§ **Exercise description**
Which lines in the records below contain the string "rough"? Return each of those lines in full.

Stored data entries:
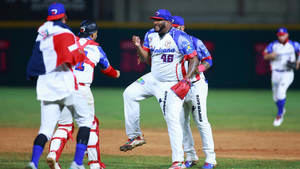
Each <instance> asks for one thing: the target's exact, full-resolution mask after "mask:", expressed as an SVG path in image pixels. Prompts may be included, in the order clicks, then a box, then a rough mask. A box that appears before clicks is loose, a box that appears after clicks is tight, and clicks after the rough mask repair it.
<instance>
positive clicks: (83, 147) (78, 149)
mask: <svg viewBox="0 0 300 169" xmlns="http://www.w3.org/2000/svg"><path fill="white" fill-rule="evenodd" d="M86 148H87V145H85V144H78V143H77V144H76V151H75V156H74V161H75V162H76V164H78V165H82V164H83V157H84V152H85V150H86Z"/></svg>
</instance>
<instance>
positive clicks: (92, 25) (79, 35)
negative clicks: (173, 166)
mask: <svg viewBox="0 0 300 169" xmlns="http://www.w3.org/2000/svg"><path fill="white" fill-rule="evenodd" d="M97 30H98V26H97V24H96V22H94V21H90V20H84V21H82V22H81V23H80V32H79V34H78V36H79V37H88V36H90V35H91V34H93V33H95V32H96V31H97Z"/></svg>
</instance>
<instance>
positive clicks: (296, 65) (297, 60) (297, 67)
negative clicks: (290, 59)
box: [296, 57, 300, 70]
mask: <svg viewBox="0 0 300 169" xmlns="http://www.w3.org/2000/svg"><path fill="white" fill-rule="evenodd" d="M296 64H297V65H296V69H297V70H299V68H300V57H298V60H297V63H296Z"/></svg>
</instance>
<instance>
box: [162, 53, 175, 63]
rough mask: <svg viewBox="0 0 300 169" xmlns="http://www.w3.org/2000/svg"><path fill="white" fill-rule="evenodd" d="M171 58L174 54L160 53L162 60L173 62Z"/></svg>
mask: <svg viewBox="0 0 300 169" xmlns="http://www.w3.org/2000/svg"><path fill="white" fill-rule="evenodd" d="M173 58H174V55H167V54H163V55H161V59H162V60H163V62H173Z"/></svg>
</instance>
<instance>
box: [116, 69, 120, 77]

§ **Reply**
Each <instance> asks for one thing: the target's exact, full-resolution mask after "mask:", expressed as an SVG path in image pixels. Prompts may be included, in the order clicks, then a box, then a rough mask. A box that appears before clicks is loose, a box that appears after clicks is tight, and clicks after the rough mask repair it.
rough mask: <svg viewBox="0 0 300 169" xmlns="http://www.w3.org/2000/svg"><path fill="white" fill-rule="evenodd" d="M171 58L174 54L160 53L162 60L173 62Z"/></svg>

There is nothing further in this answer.